**What the task asks**:
Reproduce every one of the entries below line for line, with no changes.

>> BEGIN Task input

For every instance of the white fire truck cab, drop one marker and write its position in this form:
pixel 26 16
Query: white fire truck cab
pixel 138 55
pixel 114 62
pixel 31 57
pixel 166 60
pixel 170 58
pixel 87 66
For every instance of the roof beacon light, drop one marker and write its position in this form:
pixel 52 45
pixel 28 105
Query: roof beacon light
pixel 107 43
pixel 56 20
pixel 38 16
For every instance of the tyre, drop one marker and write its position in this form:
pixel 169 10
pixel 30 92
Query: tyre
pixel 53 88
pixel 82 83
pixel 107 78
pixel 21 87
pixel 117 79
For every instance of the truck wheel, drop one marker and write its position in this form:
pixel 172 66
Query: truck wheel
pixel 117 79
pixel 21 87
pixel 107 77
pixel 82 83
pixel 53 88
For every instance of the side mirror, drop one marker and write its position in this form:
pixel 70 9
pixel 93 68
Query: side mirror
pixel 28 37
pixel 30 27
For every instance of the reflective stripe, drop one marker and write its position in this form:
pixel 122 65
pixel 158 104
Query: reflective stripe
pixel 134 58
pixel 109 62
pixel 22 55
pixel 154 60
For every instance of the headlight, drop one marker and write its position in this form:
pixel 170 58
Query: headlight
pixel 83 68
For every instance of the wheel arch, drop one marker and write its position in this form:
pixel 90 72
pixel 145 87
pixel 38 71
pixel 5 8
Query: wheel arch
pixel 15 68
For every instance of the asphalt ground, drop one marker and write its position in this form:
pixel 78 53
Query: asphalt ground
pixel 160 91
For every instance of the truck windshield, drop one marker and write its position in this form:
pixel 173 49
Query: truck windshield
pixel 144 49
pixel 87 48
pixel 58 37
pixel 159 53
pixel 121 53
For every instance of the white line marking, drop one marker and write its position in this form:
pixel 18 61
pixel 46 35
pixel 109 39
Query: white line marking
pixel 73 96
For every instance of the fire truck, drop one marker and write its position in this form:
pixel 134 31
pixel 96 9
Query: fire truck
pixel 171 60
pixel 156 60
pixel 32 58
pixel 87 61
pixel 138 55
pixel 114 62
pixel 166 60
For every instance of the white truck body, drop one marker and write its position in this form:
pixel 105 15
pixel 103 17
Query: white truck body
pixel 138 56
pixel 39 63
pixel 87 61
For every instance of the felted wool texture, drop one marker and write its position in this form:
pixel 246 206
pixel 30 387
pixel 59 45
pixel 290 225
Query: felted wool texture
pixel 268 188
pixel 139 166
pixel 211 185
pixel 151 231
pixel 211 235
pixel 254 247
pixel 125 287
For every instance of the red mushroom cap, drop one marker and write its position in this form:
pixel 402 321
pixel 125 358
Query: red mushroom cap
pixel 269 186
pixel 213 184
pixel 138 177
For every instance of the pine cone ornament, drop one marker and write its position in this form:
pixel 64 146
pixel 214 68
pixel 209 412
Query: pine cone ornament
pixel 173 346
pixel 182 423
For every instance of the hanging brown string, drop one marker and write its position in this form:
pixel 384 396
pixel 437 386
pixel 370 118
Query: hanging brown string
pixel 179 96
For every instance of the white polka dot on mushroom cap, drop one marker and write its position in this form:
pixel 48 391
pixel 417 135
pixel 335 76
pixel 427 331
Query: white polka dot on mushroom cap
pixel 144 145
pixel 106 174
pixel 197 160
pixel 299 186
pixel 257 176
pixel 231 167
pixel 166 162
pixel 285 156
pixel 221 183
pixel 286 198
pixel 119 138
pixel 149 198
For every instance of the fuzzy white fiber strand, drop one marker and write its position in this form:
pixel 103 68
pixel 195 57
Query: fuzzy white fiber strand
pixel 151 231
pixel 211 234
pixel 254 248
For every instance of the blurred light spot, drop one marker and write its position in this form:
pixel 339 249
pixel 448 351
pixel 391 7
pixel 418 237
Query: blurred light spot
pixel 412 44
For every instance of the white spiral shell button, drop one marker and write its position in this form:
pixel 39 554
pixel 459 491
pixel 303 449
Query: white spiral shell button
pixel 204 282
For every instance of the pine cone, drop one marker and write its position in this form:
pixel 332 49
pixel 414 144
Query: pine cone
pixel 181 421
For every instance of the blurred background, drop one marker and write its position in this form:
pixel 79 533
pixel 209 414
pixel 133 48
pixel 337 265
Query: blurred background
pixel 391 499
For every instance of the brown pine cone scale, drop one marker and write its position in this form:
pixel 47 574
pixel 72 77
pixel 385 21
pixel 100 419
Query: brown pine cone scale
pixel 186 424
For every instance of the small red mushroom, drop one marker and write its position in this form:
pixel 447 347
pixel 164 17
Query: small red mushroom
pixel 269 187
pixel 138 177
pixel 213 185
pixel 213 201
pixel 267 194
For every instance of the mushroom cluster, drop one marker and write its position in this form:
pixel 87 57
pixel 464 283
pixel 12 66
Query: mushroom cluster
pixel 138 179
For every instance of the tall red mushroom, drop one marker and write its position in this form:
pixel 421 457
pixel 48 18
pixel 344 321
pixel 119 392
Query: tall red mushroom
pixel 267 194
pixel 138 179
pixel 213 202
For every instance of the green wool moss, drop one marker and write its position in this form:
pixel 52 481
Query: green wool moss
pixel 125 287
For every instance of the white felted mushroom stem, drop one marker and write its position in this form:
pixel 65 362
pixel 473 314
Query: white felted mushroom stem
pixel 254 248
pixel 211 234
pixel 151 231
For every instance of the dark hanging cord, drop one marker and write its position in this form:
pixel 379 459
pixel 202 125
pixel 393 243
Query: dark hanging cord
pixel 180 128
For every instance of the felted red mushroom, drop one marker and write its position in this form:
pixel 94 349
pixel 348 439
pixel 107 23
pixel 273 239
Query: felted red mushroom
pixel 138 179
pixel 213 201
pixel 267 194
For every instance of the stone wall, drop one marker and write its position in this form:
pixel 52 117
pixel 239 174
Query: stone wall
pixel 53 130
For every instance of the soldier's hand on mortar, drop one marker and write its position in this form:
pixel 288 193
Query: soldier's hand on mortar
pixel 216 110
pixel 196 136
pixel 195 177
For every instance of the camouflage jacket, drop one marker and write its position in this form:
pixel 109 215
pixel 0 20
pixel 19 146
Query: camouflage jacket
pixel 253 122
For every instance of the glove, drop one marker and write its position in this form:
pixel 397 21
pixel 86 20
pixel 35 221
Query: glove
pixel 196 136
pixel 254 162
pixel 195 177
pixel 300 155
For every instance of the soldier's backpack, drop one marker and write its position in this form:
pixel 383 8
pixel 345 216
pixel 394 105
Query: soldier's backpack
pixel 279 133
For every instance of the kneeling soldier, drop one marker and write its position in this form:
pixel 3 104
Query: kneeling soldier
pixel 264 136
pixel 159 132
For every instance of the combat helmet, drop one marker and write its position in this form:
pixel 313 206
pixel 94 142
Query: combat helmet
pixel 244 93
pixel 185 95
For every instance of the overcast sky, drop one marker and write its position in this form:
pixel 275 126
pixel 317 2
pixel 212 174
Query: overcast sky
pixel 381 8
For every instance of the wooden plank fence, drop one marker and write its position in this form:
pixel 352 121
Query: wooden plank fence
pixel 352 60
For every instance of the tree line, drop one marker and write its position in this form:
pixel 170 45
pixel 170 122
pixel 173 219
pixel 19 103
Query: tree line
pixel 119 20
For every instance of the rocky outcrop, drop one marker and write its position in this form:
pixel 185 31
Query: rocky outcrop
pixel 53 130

>> END Task input

**Exercise answer**:
For every instance of the white fire truck cab, drop one marker and write its position in this form:
pixel 26 16
Query: white fire truck cab
pixel 138 55
pixel 114 62
pixel 31 57
pixel 166 60
pixel 170 58
pixel 87 66
For every instance of the roof beacon light, drop one marker and write its position in this form:
pixel 52 45
pixel 28 105
Query: roof beacon light
pixel 107 43
pixel 56 20
pixel 38 16
For every instance of the tyre, drop one marker and write its position in this form:
pixel 169 10
pixel 30 92
Query: tyre
pixel 53 88
pixel 82 83
pixel 107 78
pixel 21 87
pixel 117 79
For every instance of the truck wheel, drop one marker and write its position in this form:
pixel 172 66
Query: truck wheel
pixel 117 79
pixel 21 87
pixel 107 77
pixel 82 83
pixel 53 88
For every instance of the side mirror, drop one marker and write its position in this form:
pixel 70 9
pixel 93 68
Query: side mirror
pixel 28 37
pixel 30 27
For every instance of the reflective stripe, drop one marker and write its position in this form:
pixel 122 65
pixel 158 104
Query: reflective stripe
pixel 134 58
pixel 109 62
pixel 22 55
pixel 154 60
For every instance of the headlight, drop one marker and write its position in this form:
pixel 170 58
Query: headlight
pixel 83 68
For every instance of the wheel arch, drop one marker and write its position in this form:
pixel 90 72
pixel 145 87
pixel 38 71
pixel 5 8
Query: wheel arch
pixel 15 68
For every instance of the asphalt ground, drop one marker and write its position in this form:
pixel 78 53
Query: asphalt ground
pixel 160 91
For every instance of the truck windshield, drop one marker and write its position in this form:
pixel 173 49
Query: truck windshield
pixel 144 49
pixel 87 48
pixel 58 37
pixel 159 53
pixel 121 53
For every instance of the white line marking, drop one marker and write its position in this form:
pixel 18 61
pixel 46 35
pixel 109 39
Query: white line marking
pixel 73 96
For every instance of the fire truck, drop one marker and write its position in this form:
pixel 134 31
pixel 96 9
Query: fire truck
pixel 171 60
pixel 156 60
pixel 32 58
pixel 87 61
pixel 138 55
pixel 114 62
pixel 166 60
For every instance of the white truck body, drop one marker and write its position in this form:
pixel 105 15
pixel 103 17
Query: white truck body
pixel 138 56
pixel 39 63
pixel 87 61
For every instance of the felted wool texture, drop one marker and write its position in this form:
pixel 246 206
pixel 30 387
pixel 59 45
pixel 290 225
Query: felted wool texture
pixel 268 188
pixel 139 166
pixel 211 185
pixel 151 231
pixel 211 235
pixel 254 247
pixel 125 287
For every instance of the red mushroom cap, drop one marker and write its position in this form:
pixel 402 321
pixel 125 358
Query: red mushroom cap
pixel 269 186
pixel 213 184
pixel 138 177
For every instance of the pine cone ornament, drop one marker and write its position in this form:
pixel 64 146
pixel 214 68
pixel 209 412
Query: pine cone ornament
pixel 173 346
pixel 182 423
For every instance of the hanging brown string, drop one marker and write its position in this form:
pixel 384 396
pixel 437 386
pixel 370 118
Query: hanging brown string
pixel 179 96
For every instance of the white polka dot on mushroom cap, drop one marker and write its position in this form:
pixel 48 391
pixel 417 135
pixel 335 76
pixel 427 331
Query: white polka dot on mushroom cap
pixel 144 145
pixel 106 174
pixel 197 160
pixel 299 186
pixel 257 176
pixel 231 167
pixel 166 162
pixel 285 156
pixel 221 183
pixel 286 198
pixel 119 138
pixel 149 198
For every instance of the fuzzy white fiber strand, drop one marker and write its position in this form:
pixel 103 68
pixel 195 57
Query: fuzzy white fiber strand
pixel 151 231
pixel 211 234
pixel 254 248
For every instance of the blurred light spot, drop one marker and write its position in this form:
pixel 339 249
pixel 448 351
pixel 391 7
pixel 418 237
Query: blurred light spot
pixel 412 44
For every instance of the white spiral shell button, drop one marker and write its position in this form:
pixel 39 554
pixel 459 491
pixel 303 449
Query: white spiral shell button
pixel 204 282
For every instance of the pine cone, drop one marker and write its position in this form:
pixel 332 49
pixel 414 144
Query: pine cone
pixel 181 421
For every instance of the blurred background, drop one marker and write its position in this form:
pixel 79 533
pixel 209 414
pixel 133 48
pixel 337 265
Query: blurred background
pixel 391 499
For every instance of the brown pine cone scale, drop one marker and write its position in this form:
pixel 47 574
pixel 72 77
pixel 385 21
pixel 100 419
Query: brown pine cone scale
pixel 186 424
For every instance of the small red mushroom, drop one marker and write its position in this form:
pixel 447 347
pixel 164 17
Query: small red mushroom
pixel 269 187
pixel 138 177
pixel 213 185
pixel 213 201
pixel 267 194
For every instance of the mushroom cluster, drop one marker and write its position in this form:
pixel 87 57
pixel 464 283
pixel 12 66
Query: mushroom cluster
pixel 138 179
For every instance of the tall red mushroom, drop one marker and write its position in this form:
pixel 421 457
pixel 48 18
pixel 344 321
pixel 119 392
Query: tall red mushroom
pixel 267 194
pixel 138 179
pixel 213 202
For every instance of the green wool moss, drop one marker and write its position in this form:
pixel 52 481
Query: green wool moss
pixel 125 287
For every instance of the white felted mushroom stem, drop one marker and write its position in this form:
pixel 65 362
pixel 473 314
Query: white felted mushroom stem
pixel 254 248
pixel 211 234
pixel 151 231
For every instance of the dark hanging cord, drop one marker and write its position in this form:
pixel 379 459
pixel 202 125
pixel 393 243
Query: dark hanging cord
pixel 180 128
For every instance of the felted red mushroom, drop one marker and write its position in this form:
pixel 94 349
pixel 348 439
pixel 107 23
pixel 273 239
Query: felted red mushroom
pixel 138 179
pixel 213 201
pixel 267 194
For every instance of the stone wall, drop one marker and write its position in this form:
pixel 52 117
pixel 239 174
Query: stone wall
pixel 53 130
For every instance of the soldier's hand on mortar, drop one marker and write its position in this form:
pixel 288 193
Query: soldier's hand on mortar
pixel 216 110
pixel 196 136
pixel 195 177
For every instance of the camouflage jacket, drop one marker and write its position in this form:
pixel 109 215
pixel 0 20
pixel 19 146
Query: camouflage jacket
pixel 253 122
For every instance of the glove, drop one marker and write its position in this form:
pixel 397 21
pixel 86 20
pixel 35 221
Query: glove
pixel 196 136
pixel 254 162
pixel 195 177
pixel 300 155
For every instance of the soldier's backpack, drop one marker and write its position in this form:
pixel 383 8
pixel 345 216
pixel 394 105
Query: soldier's backpack
pixel 279 133
For every instance of the kneeling soldier, drop one marker and write its position in this form:
pixel 3 104
Query: kneeling soldier
pixel 264 136
pixel 159 132
For every instance of the combat helmet, drop one marker and write its position in this form:
pixel 313 206
pixel 94 142
Query: combat helmet
pixel 244 93
pixel 185 95
For every instance of the overcast sky, drop one marker and write its position in this form:
pixel 275 126
pixel 317 2
pixel 212 174
Query: overcast sky
pixel 381 8
For every instance of the wooden plank fence, drop one marker and write its position in this form:
pixel 352 121
Query: wooden plank fence
pixel 352 60
For every instance of the tree line, drop one marker and write its position in this form:
pixel 170 45
pixel 170 122
pixel 173 219
pixel 19 103
Query: tree line
pixel 119 20
For every instance of the rocky outcrop, drop one marker and write its position in this form:
pixel 185 31
Query: rocky outcrop
pixel 53 130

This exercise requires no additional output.